Records of labeled points
-- START --
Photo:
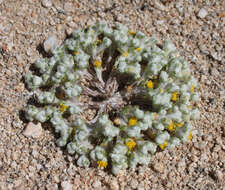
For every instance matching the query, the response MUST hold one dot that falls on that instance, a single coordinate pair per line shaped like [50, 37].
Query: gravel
[50, 43]
[197, 29]
[33, 130]
[202, 13]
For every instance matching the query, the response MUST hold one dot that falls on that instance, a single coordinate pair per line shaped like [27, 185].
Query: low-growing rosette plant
[115, 96]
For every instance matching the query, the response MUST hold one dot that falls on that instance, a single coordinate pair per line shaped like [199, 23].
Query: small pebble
[66, 185]
[114, 185]
[219, 175]
[50, 43]
[159, 167]
[46, 3]
[202, 13]
[33, 130]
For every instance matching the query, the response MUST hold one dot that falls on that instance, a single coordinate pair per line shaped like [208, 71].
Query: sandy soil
[197, 28]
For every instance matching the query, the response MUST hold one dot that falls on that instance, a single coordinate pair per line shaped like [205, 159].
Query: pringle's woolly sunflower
[115, 96]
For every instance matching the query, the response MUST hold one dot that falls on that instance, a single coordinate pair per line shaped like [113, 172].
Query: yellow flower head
[174, 96]
[138, 49]
[75, 53]
[179, 124]
[102, 164]
[151, 134]
[150, 84]
[99, 41]
[189, 136]
[132, 32]
[171, 126]
[73, 131]
[192, 89]
[163, 146]
[132, 121]
[97, 63]
[156, 116]
[116, 121]
[125, 54]
[63, 107]
[155, 77]
[131, 144]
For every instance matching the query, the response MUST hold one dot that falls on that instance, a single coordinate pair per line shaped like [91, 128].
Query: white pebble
[50, 43]
[66, 185]
[46, 3]
[202, 13]
[33, 130]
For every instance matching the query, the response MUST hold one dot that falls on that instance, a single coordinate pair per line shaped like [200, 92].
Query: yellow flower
[116, 121]
[131, 144]
[138, 49]
[189, 136]
[163, 146]
[174, 96]
[63, 107]
[102, 164]
[150, 84]
[132, 121]
[151, 134]
[155, 77]
[97, 63]
[132, 32]
[156, 116]
[125, 54]
[192, 89]
[179, 124]
[171, 126]
[99, 41]
[75, 53]
[73, 131]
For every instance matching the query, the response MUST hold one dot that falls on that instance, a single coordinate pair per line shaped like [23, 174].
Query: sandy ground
[197, 28]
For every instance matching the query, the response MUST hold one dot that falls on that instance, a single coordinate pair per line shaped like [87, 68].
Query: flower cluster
-- END --
- **AIM**
Rewrite all the lines above with "pebble" renamed to "stone" wherever it appears, changing nothing else. Leave the pictures out of your answer.

- **RESULT OF THE TASK**
Photo:
For every instance matching the query, the response MUST hold one dot that falls on that instance, a single coordinate pair per line shaped like [50, 37].
Query: gravel
[50, 43]
[197, 29]
[33, 130]
[202, 13]
For every instance matching the query, the response MUST hold one dot that falls on that instance, a single coordinate pair per line shaped like [27, 185].
Query: low-growing rosette plant
[115, 96]
For every instance matching the query, the response MUST hold one dot that falls on that instance, a single coordinate pair per line shaped like [199, 23].
Query: small stone
[66, 185]
[114, 185]
[219, 175]
[50, 43]
[159, 167]
[46, 3]
[202, 13]
[33, 130]
For every instance matching the query, the response MUST hold one dot that falls on that instance, a single coordinate pair per line shaped like [208, 71].
Query: sandy soil
[197, 28]
For every instance matching the query, the response MUST hold one dot that falls on that instance, a single coordinate pair per line shaped like [205, 159].
Query: pringle's woolly sunflower
[115, 96]
For every instance matching the query, the response MUST hold one dot that falls on that instance, a single coordinate pair per line shaped like [113, 172].
Query: yellow flower head
[174, 96]
[138, 49]
[75, 53]
[179, 124]
[102, 164]
[151, 134]
[150, 84]
[99, 41]
[189, 136]
[132, 32]
[171, 126]
[73, 131]
[192, 89]
[163, 146]
[132, 121]
[97, 63]
[156, 116]
[116, 121]
[125, 54]
[63, 107]
[155, 77]
[131, 144]
For every instance matching the query, the response MUST hold one dot that falls on that instance, a single coordinate pair per line shaped like [91, 128].
Query: white stone
[50, 43]
[66, 185]
[46, 3]
[202, 13]
[33, 130]
For every instance matching the query, the response MUST hold one dot that falls on that instance, a single coordinate pair per line shaped like [200, 92].
Query: yellow flower
[116, 121]
[131, 144]
[138, 49]
[189, 136]
[163, 146]
[174, 96]
[63, 107]
[102, 164]
[150, 84]
[132, 121]
[151, 134]
[155, 77]
[97, 63]
[132, 32]
[156, 116]
[125, 54]
[192, 89]
[179, 124]
[171, 126]
[99, 41]
[75, 53]
[73, 131]
For every instance matching the query, the response MUST hold one dot that falls on that instance, a single coordinate pair per line shaped like [23, 174].
Query: sandy ground
[197, 28]
For every instance matching the query, the response MUST hold one dot that falls on that instance, a single coordinate pair per line shaped like [87, 68].
Query: flower cluster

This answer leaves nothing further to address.